(TO DO): Find every line in the material below that contains the word "negative", and copy each of those lines.

Data items
● ● ● ● ●

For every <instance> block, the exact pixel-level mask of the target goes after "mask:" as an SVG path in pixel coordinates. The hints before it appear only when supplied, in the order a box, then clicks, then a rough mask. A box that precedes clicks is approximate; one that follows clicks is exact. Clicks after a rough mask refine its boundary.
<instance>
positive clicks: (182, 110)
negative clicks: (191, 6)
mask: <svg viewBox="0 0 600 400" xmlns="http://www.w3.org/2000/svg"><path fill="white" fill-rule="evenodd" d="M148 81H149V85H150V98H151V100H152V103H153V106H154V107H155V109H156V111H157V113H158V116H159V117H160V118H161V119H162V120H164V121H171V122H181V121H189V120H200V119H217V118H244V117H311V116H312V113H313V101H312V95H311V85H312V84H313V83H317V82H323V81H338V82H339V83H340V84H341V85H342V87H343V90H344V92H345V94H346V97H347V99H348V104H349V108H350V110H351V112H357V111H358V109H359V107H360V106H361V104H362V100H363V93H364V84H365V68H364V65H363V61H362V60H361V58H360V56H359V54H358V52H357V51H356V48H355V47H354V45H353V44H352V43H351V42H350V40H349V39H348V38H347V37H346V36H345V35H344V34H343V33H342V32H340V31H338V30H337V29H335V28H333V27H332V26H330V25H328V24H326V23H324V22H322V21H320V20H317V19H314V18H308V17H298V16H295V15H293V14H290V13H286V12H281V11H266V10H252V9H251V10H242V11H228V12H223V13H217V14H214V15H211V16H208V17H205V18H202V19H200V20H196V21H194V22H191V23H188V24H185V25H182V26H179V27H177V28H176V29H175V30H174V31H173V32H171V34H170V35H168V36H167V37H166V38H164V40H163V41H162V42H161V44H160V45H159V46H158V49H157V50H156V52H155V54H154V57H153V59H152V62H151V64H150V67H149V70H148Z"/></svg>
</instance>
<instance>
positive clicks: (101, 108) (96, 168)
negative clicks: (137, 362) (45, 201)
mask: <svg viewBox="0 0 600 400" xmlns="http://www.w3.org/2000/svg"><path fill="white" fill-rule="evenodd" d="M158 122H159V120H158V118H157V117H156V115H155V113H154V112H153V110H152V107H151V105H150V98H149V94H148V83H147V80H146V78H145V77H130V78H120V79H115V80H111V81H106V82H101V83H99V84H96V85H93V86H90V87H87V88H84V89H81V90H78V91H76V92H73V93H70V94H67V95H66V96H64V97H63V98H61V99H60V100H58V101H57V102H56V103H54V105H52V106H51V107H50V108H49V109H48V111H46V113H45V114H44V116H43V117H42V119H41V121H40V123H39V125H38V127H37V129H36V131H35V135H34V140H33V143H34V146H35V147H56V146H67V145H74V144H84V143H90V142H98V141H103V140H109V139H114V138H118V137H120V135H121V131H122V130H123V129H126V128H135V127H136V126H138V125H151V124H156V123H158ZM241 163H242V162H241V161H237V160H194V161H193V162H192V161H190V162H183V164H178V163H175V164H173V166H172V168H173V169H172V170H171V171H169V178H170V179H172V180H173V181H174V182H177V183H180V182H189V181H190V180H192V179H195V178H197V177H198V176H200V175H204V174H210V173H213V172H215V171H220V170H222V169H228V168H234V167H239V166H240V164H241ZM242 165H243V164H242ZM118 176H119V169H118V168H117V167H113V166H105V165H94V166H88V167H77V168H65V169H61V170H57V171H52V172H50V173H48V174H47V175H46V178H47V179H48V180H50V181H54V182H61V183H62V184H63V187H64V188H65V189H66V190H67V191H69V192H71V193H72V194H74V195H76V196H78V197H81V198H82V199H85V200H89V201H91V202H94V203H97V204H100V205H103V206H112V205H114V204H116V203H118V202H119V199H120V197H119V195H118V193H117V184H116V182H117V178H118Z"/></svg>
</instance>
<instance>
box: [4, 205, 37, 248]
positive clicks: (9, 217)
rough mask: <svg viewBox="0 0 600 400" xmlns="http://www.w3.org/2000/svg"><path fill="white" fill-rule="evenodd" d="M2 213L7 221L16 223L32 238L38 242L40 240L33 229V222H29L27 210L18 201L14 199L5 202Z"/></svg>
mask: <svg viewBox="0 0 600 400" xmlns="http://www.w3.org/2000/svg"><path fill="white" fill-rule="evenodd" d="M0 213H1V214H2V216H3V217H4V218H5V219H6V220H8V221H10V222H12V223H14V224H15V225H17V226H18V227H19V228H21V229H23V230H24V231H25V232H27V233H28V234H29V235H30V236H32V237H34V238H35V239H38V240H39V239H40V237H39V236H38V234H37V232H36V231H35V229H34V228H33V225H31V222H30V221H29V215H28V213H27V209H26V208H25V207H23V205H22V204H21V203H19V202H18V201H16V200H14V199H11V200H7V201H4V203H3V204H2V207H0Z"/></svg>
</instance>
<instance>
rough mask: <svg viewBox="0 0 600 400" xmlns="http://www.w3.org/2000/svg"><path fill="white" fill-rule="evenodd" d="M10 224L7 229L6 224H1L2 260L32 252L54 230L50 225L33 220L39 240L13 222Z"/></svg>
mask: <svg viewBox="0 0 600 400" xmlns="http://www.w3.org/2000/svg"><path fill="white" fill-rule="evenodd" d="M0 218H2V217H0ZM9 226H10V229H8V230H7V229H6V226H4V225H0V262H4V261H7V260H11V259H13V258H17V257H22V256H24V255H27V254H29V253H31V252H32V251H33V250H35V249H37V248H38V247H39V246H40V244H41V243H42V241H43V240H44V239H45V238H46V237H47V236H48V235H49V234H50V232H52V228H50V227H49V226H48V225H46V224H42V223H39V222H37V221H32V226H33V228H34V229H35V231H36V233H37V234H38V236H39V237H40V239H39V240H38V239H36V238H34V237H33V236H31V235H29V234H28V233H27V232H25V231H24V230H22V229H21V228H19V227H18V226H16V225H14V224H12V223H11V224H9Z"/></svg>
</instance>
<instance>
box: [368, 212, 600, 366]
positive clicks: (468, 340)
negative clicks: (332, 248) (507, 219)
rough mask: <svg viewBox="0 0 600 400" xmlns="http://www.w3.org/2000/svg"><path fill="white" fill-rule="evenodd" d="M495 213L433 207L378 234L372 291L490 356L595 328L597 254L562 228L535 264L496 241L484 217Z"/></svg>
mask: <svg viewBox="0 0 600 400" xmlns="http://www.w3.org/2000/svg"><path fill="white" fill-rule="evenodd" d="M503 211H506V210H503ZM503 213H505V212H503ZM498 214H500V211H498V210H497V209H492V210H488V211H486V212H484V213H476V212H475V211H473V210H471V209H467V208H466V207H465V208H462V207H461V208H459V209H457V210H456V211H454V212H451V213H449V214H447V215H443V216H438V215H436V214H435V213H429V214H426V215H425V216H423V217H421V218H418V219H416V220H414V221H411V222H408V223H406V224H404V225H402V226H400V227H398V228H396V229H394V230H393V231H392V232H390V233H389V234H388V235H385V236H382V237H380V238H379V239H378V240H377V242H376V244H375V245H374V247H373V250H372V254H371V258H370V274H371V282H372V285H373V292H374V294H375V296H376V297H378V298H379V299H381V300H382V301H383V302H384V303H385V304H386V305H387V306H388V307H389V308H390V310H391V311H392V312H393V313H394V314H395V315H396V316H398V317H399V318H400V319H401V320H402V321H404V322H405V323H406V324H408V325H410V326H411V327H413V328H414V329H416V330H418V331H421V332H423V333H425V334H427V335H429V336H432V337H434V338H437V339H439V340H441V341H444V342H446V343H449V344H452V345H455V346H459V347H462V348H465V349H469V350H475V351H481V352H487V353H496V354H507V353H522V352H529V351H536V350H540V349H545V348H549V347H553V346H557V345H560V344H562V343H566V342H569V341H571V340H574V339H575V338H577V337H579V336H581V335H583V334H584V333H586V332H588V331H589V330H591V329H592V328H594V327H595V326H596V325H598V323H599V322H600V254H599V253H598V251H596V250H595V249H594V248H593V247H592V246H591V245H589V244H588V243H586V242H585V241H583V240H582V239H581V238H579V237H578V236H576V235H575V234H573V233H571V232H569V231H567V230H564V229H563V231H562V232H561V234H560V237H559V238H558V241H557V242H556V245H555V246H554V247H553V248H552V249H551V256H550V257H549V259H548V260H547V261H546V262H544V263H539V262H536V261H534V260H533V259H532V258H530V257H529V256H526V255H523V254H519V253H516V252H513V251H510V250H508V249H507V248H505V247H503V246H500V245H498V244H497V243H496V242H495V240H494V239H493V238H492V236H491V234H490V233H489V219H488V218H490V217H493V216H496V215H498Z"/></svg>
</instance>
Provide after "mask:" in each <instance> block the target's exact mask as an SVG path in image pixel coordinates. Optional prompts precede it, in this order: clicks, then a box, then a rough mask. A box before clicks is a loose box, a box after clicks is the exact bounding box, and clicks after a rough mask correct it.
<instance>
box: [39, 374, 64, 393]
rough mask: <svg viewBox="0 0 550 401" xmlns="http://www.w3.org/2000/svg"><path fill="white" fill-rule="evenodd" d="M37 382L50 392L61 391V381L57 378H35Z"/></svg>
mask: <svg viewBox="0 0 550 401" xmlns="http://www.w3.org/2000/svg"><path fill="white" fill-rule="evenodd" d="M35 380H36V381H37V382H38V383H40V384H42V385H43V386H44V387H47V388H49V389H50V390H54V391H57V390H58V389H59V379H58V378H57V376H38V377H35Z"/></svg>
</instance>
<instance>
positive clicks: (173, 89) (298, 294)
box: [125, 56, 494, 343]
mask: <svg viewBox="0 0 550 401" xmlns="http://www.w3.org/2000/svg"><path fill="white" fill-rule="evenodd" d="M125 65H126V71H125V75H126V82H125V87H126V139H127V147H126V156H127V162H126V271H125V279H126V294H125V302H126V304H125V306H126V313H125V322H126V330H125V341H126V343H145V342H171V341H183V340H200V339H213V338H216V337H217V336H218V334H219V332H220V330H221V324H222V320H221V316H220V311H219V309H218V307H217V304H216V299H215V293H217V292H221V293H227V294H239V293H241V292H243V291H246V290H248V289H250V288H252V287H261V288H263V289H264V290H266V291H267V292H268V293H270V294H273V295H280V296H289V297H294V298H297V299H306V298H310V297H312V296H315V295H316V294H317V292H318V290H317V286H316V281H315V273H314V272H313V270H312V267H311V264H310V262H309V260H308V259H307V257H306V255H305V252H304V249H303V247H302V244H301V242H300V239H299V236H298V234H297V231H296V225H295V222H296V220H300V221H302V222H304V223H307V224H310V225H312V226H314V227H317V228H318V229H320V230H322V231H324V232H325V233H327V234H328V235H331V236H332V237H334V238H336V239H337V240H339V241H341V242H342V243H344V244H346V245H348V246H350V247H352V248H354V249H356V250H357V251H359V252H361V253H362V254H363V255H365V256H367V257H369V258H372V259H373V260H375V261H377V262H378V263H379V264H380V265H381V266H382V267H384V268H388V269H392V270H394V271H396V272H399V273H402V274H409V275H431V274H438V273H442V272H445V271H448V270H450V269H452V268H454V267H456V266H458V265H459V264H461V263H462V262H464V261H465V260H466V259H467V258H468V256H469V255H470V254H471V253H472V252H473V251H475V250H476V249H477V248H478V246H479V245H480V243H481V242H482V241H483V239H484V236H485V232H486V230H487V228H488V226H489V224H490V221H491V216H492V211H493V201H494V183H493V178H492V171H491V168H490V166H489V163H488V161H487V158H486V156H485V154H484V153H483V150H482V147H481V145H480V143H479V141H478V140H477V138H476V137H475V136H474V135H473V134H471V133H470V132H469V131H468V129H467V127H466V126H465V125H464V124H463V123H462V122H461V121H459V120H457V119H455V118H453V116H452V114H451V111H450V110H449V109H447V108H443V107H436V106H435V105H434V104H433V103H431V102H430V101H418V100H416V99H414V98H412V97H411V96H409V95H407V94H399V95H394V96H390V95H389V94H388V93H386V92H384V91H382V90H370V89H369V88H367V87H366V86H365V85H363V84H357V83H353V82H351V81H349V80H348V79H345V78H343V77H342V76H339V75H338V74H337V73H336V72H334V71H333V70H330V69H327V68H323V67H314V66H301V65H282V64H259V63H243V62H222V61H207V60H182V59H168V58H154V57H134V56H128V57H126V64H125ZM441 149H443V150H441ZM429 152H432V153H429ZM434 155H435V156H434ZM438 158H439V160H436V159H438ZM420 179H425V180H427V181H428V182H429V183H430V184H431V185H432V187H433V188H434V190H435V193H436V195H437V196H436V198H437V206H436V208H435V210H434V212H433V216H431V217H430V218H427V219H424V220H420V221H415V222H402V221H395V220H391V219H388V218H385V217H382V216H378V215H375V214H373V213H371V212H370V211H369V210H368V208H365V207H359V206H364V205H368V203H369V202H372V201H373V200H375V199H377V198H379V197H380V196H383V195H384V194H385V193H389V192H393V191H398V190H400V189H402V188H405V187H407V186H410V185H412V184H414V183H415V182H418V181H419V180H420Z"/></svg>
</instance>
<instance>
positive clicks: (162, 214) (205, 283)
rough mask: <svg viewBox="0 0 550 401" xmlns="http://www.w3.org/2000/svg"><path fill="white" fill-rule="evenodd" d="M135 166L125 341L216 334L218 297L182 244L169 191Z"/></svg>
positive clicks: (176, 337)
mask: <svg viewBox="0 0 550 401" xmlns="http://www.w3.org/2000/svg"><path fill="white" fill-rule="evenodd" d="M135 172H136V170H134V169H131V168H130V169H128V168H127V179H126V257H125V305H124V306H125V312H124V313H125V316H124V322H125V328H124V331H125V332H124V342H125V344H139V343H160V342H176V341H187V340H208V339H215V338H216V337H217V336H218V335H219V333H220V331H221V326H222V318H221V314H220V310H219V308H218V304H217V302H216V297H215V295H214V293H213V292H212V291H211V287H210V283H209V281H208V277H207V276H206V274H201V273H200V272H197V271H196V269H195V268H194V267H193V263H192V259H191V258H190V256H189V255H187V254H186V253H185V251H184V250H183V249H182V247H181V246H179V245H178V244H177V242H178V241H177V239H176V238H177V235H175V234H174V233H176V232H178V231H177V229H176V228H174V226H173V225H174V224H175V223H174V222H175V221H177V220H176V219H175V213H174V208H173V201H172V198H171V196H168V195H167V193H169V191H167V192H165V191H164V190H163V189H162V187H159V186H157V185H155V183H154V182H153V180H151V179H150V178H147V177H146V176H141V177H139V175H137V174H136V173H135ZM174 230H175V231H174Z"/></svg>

● ● ● ● ●

(WRITTEN ANSWER):
negative clicks: (191, 6)
negative clicks: (137, 362) (45, 201)
negative clicks: (332, 248) (507, 219)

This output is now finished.